STUDY TEXT:
And as evidence, the handwriting comparisons, the court ruled, fell into the same category—suggestive but too contradictory to be of legal value. The problem with the modern analyses done by Dulckeit, Delamain, Becker, and others, the court wrote, was that the samples examined had been insufficient and of poor quality.
87
It was an opinion shared by Delamain, who had complained that all of the tests were too limited to allow for any absolute verdict. The experts were often forced to work from photocopies, and original documentation, which was necessary to accurately analyze pressure and stroke formation, was too often missing from the materials made available to graphologists.
88

By January 1970, when it finally reached the West German Federal Supreme Court, Anderson’s case had become the longest legal battle in German history. The Supreme Court took the case, now argued for the claimant by Dr. Baron Curt von Stackelberg, as a judicial review. The purpose was not to relitigate the accumulated evidence, but rather to determine whether the ruling by the Hanseatic Oberlandesgericht Court had been free of judicial error. The verdict finally came on February 17, 1970, the fiftieth anniversary of Anderson’s leap into the Landwehr Canal. The Hanseatic Oberlandesgericht Court, the Supreme Court found, had ruled appropriately on the question of rejecting its own experts. Such a matter, they wrote, “was a matter of responsibility entirely within the realm of the judges. When confronted with an opposite interpretation of such evidence, or should they be subject to any doubt, the judges were legally obligated to deny the case if conscientious examination of the assertion renders individual certainty of the truth impossible.”

The Supreme Court noted that Anderson “has had sufficient opportunity, independent of the burden of proof and unfettered by any procedural rulings of the civil law, to clarify her identity.” Rather than so doing, however, they ruled that “she has refused, in an astonishing manner, to contribute to the clarification of her identity.” Despite what they found to be “the plaintiff’s broad and entirely favorable access to the German legal system,” Anderson, for reasons the Supreme Court found “incomprehensible,” had “repeatedly evaded any attempts to discover her identity and refused explanations” that would clarify her origins. They specifically noted her “persistent refusals” to answer important questions that would resolve her case.

RECORDS:
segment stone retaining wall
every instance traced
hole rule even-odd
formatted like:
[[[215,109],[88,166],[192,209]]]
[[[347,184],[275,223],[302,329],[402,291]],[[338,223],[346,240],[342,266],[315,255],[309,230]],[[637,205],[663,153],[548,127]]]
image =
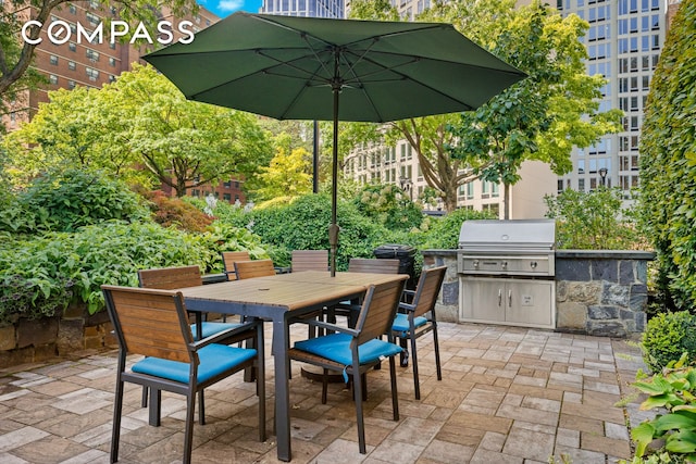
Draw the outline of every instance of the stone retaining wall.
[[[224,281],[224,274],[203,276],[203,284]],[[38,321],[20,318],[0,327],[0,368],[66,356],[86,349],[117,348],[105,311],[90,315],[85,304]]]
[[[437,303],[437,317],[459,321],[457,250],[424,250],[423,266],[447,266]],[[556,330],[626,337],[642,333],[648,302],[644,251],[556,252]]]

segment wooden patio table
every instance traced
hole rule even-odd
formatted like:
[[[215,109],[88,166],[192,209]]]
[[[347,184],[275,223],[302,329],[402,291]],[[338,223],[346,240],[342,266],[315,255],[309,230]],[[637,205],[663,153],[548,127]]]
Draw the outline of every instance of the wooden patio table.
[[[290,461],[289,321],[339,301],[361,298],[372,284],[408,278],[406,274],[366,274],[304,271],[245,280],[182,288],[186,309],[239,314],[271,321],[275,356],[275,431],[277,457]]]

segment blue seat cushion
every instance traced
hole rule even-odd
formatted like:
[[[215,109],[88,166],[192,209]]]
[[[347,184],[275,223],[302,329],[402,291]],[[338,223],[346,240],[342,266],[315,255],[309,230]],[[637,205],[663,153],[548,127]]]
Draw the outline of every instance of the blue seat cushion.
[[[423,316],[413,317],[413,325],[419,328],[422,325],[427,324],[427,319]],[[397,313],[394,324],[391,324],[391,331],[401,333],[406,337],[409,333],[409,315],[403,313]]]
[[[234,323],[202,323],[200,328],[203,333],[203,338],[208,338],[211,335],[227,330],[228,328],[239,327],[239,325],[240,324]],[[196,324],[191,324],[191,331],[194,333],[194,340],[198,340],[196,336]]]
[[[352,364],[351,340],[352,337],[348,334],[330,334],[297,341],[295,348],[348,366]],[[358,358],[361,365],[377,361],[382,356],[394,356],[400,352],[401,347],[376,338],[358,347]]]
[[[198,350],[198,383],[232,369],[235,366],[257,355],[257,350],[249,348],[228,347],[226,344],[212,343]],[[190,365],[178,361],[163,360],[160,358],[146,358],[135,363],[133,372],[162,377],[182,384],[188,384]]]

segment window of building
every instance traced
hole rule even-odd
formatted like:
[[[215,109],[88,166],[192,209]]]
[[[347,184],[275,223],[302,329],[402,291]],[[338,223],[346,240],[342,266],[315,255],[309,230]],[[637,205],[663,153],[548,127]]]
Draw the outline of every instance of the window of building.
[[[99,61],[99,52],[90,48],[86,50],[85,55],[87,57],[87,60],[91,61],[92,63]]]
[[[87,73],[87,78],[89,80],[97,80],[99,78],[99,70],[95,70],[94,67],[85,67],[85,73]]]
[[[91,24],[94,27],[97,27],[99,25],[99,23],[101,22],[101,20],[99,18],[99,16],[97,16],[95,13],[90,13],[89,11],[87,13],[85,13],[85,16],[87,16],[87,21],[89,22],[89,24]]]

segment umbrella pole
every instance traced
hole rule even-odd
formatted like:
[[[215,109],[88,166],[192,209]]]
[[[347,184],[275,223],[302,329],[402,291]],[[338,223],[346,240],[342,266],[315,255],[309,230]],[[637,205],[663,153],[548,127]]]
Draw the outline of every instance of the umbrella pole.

YOUR ASSIGNMENT:
Name every person mentioned by name in the court-case text. Use only the court-case text, not the listing.

REPLY TO THE TASK:
Dulckeit, Delamain, Becker, Anderson, Dr. Baron Curt von Stackelberg